Aim of the task
Leave every picture out and write out the records below exactly.

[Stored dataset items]
+++++
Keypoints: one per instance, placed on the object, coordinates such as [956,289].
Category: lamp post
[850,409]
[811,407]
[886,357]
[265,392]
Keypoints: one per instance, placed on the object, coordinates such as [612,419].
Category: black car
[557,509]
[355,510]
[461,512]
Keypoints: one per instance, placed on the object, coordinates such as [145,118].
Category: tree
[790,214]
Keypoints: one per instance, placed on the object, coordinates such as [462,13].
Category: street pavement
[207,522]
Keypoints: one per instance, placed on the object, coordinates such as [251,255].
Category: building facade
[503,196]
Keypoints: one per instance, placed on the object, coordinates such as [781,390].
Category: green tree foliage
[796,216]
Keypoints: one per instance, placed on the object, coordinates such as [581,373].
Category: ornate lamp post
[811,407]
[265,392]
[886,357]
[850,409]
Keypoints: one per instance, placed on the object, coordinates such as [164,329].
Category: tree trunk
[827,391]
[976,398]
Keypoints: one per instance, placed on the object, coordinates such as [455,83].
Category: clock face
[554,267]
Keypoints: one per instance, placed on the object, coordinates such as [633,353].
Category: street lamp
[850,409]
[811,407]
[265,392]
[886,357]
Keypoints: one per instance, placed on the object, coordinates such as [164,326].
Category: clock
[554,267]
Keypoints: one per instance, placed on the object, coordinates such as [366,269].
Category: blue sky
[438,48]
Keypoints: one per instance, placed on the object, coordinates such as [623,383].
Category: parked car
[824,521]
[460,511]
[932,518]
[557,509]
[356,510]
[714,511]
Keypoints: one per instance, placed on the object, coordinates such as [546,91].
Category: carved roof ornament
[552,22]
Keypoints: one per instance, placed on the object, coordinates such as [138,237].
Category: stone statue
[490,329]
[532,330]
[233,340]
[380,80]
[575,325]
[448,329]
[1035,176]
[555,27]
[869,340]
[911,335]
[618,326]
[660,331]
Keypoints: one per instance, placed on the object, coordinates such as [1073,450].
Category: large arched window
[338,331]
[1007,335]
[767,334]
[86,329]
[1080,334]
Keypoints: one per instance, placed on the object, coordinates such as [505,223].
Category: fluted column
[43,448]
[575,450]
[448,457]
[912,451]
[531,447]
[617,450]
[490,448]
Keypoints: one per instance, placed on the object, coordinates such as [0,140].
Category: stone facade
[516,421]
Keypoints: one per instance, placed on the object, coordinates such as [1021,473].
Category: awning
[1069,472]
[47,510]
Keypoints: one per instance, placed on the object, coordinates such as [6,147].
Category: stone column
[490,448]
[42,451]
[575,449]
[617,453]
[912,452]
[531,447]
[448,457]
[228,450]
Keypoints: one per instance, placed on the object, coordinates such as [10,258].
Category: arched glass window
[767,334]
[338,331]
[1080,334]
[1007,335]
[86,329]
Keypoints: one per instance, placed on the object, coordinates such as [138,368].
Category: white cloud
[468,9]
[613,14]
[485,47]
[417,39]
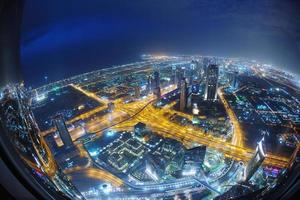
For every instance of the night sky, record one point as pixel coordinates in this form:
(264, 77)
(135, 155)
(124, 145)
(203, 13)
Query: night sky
(61, 38)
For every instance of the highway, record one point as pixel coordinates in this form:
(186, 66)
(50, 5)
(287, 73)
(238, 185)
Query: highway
(143, 111)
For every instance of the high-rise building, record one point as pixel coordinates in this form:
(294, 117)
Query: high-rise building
(156, 85)
(149, 84)
(173, 77)
(110, 106)
(255, 161)
(137, 92)
(212, 74)
(183, 94)
(234, 82)
(156, 79)
(62, 130)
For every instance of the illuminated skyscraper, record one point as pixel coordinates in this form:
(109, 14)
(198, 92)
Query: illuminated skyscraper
(183, 94)
(137, 92)
(233, 79)
(255, 161)
(62, 130)
(156, 79)
(156, 85)
(212, 74)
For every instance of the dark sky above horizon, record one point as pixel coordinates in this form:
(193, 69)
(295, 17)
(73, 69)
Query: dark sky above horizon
(63, 38)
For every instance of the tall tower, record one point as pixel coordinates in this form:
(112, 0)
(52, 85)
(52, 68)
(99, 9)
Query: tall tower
(62, 130)
(183, 94)
(212, 74)
(137, 92)
(156, 79)
(255, 161)
(156, 85)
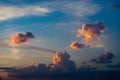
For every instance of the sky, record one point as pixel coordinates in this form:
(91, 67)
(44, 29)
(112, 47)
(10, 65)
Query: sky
(54, 24)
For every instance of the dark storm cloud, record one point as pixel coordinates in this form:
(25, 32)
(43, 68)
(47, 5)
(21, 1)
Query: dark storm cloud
(105, 57)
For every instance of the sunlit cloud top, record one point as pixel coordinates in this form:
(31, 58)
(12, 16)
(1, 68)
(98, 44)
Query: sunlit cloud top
(9, 12)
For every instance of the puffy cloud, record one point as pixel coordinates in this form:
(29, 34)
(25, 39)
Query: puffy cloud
(90, 32)
(62, 61)
(17, 39)
(76, 45)
(103, 58)
(9, 12)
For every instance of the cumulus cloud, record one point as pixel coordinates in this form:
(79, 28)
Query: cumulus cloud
(62, 64)
(105, 57)
(62, 61)
(90, 32)
(76, 45)
(18, 38)
(9, 12)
+++++
Answer to the exercise
Keypoints: one per instance, placed on the object, coordinates such as [956,289].
Category: lamp post
[850,409]
[811,407]
[886,357]
[265,392]
Keypoints: one per instance, placed on the object, coordinates such as [612,419].
Category: black car
[557,509]
[355,510]
[461,512]
Keypoints: one per instance, placed on the object, coordinates such as [145,118].
Category: tree
[790,214]
Keypoints: one per instance, placed on the object, coordinates such as [462,13].
Category: street pavement
[207,522]
Keypoints: one per instance, placed on the object, coordinates such as [251,255].
Category: building facade
[503,196]
Keypoints: one per instance, placed on the object, coordinates such as [781,390].
Category: green tree foliage
[796,216]
Keypoints: one per instance, placed on the object, coordinates such as [581,373].
Category: ornate lamp post
[811,407]
[265,392]
[886,357]
[850,409]
Keypoints: one per instance, placed on the object, coordinates such as [164,329].
Category: tree trunk
[827,391]
[976,398]
Keypoints: one per instance, placed on the object, coordinates such as [455,83].
Category: clock face
[554,267]
Keypoints: one per instance, placed on the object, coordinates such as [633,353].
Category: street lamp
[850,409]
[811,407]
[265,392]
[886,357]
Keypoints: one per instance, placed on the object, coordinates such as [164,326].
Category: clock
[554,267]
Keypoints: one per instance, placed on the object, coordinates such as [366,269].
Category: blue sky
[438,48]
Keypoints: one per instance, placed on the object, coordinates such as [623,383].
Category: parked car
[824,521]
[460,511]
[932,518]
[557,509]
[356,510]
[714,511]
Keypoints: one per instance, placed on the object, coordinates such as [546,91].
Category: carved roof ornament
[552,22]
Keypoints: one per instance, placed on the object, coordinates such as [138,237].
Category: stone statue
[490,329]
[532,330]
[233,340]
[380,80]
[575,325]
[448,329]
[1035,176]
[555,27]
[869,340]
[911,335]
[618,326]
[660,331]
Keypoints: one per instance, placed on the object, coordinates such as [1073,450].
Category: large arched window
[338,331]
[1007,335]
[767,334]
[86,329]
[1080,334]
Keypoints: one per instance, placed on the object, coordinates such as [505,223].
Category: fluted column
[43,448]
[575,450]
[448,457]
[912,451]
[531,447]
[617,450]
[490,448]
Keypoints: one per instance, placed on the object, coordinates such as [0,140].
Category: stone facade
[516,421]
Keypoints: one per instance, placed on the object, coordinates such as [1021,473].
Category: awning
[1069,472]
[47,510]
Keypoints: one per instance, placed on the object, coordinates such as [6,147].
Category: stone column
[490,448]
[42,451]
[575,449]
[617,453]
[912,452]
[531,447]
[448,457]
[228,450]
Keypoints: one per instance, placed on the object, coordinates such as [10,258].
Category: arched glass window
[767,334]
[338,331]
[1080,334]
[1007,335]
[86,329]
Keypoints: one per instance, placed on the object, coordinates such as [138,368].
Category: white cloud
[468,9]
[613,14]
[485,47]
[417,39]
For every instance of the night sky, record one point as pixel coordinates in this form:
(264, 77)
(135, 155)
(124, 145)
(203, 13)
Query: night sky
(61, 38)
For every instance of the highway, record one point as pixel coordinates in this form:
(186, 66)
(50, 5)
(287, 73)
(238, 185)
Query: highway
(143, 111)
For every instance of the high-rise building, record one point as pixel coordinates in this form:
(294, 117)
Query: high-rise building
(156, 85)
(149, 84)
(173, 77)
(110, 106)
(255, 161)
(137, 92)
(212, 74)
(183, 94)
(234, 82)
(156, 79)
(62, 130)
For every instance of the illuminated skyscraper, record one point as pixel coordinates in this form:
(109, 14)
(198, 92)
Query: illuminated skyscraper
(183, 94)
(137, 92)
(233, 79)
(255, 161)
(62, 130)
(156, 79)
(156, 85)
(212, 74)
For every instance of the dark sky above horizon, record one point as pixel coordinates in this form:
(193, 69)
(295, 17)
(73, 69)
Query: dark sky above horizon
(63, 38)
For every instance of the tall tower, record one point as pixel coordinates in this form:
(112, 0)
(52, 85)
(52, 68)
(99, 9)
Query: tall tower
(62, 130)
(183, 94)
(212, 74)
(137, 92)
(156, 79)
(255, 161)
(156, 85)
For every instance of the sky, record one point as pixel coordinates in this form:
(91, 67)
(44, 29)
(112, 47)
(10, 65)
Query: sky
(54, 24)
For every instance of the dark storm cloud, record one point as pixel coordinates in this form:
(25, 32)
(43, 68)
(47, 5)
(21, 1)
Query: dark storm cloud
(105, 57)
For every instance of the sunlit cloud top, record one point as pixel coordinates in this form:
(31, 58)
(12, 16)
(1, 68)
(98, 44)
Query: sunlit cloud top
(9, 12)
For every instance of the puffy cloud, record one point as pixel coordinates in this form:
(29, 34)
(25, 39)
Query: puffy cloud
(90, 32)
(62, 61)
(17, 39)
(76, 45)
(103, 58)
(9, 12)
For every instance of the cumulus cloud, record one point as pixel coordinates in this form:
(79, 28)
Query: cumulus cloud
(62, 64)
(105, 57)
(62, 61)
(90, 32)
(76, 45)
(18, 38)
(9, 12)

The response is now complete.